- **Document text**
— begin —

1. High frequency trading / algo trading / program trading (obviously these have been flagged as potentially dangerous)
2. The rapid growth and daily trading volume predominance of index funds and Index ETFs.
 
Although I can't cite the source, I recall reading/hearing several times recently that trading in ETFs, program executions for "passive" index funds, and HFT/Algos total on average 70% of all trading volumes.  If correct, it's pretty clear that (say) equity index products like SPY, QQQ, DIA, etc. aren't really so diversified any longer --- at least not the way we used to think of diversification.  I mean, arguably, ETF and passive fund index trading likely drives individual equity issue prices more often than vice-versa...right?  And the Goldy CEO fails to mention the algo trading now permitted in large liquid financial futures markets -- like Treasury 10s and 30s and Eurodollar deposit/LIBOR!  And how about feedback loops between algos (say) driving rates higher AND "hopping aboard"/accelerating related consequent equity plunges?

— end —

- **Data rows**
— begin —

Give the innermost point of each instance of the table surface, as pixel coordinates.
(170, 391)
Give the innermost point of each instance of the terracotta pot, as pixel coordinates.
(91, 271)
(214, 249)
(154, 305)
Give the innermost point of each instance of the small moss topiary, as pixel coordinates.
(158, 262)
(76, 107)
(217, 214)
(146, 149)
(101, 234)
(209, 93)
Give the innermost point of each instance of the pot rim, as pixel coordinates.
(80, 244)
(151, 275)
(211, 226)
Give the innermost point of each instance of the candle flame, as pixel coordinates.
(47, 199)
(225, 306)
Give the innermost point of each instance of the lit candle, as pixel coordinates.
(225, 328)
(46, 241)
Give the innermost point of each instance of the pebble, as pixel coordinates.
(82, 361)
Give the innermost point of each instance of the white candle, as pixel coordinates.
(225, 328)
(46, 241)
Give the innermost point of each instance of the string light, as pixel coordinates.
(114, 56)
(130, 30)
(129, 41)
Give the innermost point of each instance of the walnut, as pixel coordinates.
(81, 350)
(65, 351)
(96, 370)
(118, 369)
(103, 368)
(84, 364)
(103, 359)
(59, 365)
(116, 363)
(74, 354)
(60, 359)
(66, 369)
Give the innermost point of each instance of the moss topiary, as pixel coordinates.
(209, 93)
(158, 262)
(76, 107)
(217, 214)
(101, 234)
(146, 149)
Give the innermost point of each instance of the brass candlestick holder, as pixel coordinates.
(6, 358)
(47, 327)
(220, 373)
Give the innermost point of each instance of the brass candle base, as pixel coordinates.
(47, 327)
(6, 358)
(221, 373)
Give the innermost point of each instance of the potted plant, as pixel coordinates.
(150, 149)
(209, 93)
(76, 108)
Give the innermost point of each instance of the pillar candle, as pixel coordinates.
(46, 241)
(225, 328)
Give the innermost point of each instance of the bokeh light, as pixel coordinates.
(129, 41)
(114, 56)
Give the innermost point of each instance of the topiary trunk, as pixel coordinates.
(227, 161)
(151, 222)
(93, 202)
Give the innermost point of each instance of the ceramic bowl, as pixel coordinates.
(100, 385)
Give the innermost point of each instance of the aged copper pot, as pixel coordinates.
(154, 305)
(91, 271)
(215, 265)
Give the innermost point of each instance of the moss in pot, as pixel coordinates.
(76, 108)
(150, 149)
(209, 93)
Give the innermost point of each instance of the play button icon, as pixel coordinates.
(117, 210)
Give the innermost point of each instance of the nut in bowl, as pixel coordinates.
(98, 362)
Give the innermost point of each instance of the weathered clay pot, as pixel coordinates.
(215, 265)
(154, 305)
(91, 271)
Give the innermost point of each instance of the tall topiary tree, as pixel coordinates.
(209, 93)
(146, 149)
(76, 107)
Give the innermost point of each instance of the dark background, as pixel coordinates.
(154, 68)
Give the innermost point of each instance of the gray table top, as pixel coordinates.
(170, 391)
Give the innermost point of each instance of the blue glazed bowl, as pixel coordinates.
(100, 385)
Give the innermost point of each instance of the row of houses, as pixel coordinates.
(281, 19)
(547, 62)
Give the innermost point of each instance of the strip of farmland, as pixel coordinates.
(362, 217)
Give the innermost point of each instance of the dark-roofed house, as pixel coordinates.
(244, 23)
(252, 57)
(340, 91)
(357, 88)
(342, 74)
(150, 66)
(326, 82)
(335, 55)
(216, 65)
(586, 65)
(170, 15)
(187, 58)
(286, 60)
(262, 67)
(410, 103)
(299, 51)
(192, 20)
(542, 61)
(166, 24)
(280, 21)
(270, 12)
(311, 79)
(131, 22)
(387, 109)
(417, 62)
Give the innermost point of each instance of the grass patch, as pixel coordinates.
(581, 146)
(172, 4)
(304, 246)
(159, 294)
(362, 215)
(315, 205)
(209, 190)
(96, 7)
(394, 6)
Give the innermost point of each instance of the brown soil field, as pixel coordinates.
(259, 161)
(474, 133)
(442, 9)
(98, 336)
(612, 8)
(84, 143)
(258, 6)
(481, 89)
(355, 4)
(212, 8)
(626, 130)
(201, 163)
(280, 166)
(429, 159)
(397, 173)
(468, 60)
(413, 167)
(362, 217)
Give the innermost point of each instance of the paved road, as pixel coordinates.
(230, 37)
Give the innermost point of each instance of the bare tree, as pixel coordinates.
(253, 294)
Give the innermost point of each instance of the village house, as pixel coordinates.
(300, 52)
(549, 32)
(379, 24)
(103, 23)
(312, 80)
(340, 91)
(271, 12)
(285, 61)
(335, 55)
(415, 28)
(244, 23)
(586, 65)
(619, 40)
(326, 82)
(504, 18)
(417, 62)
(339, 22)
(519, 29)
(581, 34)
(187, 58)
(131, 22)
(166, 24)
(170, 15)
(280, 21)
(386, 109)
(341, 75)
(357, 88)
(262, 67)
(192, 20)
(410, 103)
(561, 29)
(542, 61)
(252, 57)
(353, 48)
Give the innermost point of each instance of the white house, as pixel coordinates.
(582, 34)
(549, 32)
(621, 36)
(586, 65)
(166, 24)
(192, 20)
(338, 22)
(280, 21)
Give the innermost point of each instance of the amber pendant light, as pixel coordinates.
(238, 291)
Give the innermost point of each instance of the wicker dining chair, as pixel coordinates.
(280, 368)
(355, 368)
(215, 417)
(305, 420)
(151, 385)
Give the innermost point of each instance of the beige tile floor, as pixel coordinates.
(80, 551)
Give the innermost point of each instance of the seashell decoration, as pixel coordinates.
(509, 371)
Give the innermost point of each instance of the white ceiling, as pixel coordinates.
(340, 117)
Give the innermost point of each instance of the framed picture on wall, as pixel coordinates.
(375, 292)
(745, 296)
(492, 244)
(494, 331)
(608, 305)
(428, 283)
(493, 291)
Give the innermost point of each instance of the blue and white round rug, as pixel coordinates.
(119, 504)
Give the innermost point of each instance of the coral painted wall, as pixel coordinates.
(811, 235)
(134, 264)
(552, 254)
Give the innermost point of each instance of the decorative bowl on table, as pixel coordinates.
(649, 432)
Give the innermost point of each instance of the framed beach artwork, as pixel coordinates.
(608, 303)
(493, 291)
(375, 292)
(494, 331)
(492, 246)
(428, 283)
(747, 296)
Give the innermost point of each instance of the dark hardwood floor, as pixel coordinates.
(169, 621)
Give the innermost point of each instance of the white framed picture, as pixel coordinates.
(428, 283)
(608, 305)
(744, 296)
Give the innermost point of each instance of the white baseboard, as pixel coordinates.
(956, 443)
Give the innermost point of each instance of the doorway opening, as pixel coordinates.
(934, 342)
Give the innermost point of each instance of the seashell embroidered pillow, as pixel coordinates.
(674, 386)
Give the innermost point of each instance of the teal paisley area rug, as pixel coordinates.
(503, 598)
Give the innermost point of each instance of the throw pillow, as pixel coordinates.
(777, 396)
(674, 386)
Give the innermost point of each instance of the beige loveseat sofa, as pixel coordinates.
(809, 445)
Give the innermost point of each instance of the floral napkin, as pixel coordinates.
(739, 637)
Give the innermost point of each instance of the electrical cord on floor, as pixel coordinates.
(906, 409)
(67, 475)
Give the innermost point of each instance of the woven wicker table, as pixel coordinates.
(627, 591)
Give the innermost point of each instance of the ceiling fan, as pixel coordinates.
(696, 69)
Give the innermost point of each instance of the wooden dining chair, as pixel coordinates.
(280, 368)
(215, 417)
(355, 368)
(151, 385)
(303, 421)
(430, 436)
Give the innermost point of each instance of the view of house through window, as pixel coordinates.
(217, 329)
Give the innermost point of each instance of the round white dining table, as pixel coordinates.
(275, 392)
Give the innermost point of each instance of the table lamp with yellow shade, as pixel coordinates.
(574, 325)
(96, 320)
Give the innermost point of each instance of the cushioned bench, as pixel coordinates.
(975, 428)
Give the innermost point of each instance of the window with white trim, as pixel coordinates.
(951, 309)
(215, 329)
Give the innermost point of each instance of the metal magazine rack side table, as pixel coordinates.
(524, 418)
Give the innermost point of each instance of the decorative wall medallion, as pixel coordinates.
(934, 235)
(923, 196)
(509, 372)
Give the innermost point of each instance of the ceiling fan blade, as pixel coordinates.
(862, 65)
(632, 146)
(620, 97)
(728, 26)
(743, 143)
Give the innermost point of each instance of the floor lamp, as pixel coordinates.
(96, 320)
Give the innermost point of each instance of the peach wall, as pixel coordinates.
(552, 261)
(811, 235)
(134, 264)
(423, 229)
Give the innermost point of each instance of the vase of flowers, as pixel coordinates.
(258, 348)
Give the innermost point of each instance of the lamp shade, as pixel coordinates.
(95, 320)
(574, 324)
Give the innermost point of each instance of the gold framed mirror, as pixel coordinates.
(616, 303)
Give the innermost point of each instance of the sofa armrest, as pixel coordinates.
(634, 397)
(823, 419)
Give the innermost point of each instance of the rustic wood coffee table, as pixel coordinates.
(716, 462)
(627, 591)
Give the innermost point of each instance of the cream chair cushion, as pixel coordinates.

— end —

- **Problems and tasks**
A - Answer these questions using the trading text:
(i) What share of all trading volume does the writer recall being credited to ETFs, passive index fund programs, and HFT/algos?
(ii) Which equity index products does the text name as examples?
(iii) What does the text say the Goldy CEO fails to mention?
B - Duplicate the part of the entries that opens with the line containing "Give the innermost point of each instance of the window" and closes with the last line of the entries.

- **Per-task answers**
A -
(i) 70% on average.
(ii) SPY, QQQ, and DIA.
(iii) The algo trading now permitted in large liquid financial futures markets, such as Treasury 10s and 30s and Eurodollar deposit/LIBOR.

B -
Give the innermost point of each instance of the window with white trim, as pixel coordinates.
(951, 309)
(215, 329)
Give the innermost point of each instance of the metal magazine rack side table, as pixel coordinates.
(524, 418)
Give the innermost point of each instance of the decorative wall medallion, as pixel coordinates.
(934, 235)
(923, 196)
(509, 372)
Give the innermost point of each instance of the ceiling fan blade, as pixel coordinates.
(862, 65)
(632, 146)
(620, 97)
(728, 26)
(743, 143)
Give the innermost point of each instance of the floor lamp, as pixel coordinates.
(96, 320)
Give the innermost point of each instance of the peach wall, as pixel coordinates.
(552, 261)
(811, 235)
(134, 264)
(423, 229)
Give the innermost point of each instance of the vase of flowers, as pixel coordinates.
(258, 348)
Give the innermost point of each instance of the lamp shade, as pixel coordinates.
(95, 320)
(574, 324)
Give the innermost point of each instance of the gold framed mirror, as pixel coordinates.
(616, 303)
Give the innermost point of each instance of the sofa armrest, as pixel coordinates.
(634, 397)
(823, 419)
Give the innermost point of each instance of the rustic wood coffee table, as pixel coordinates.
(716, 462)
(627, 591)
Give the innermost point of each instance of the cream chair cushion, as pixel coordinates.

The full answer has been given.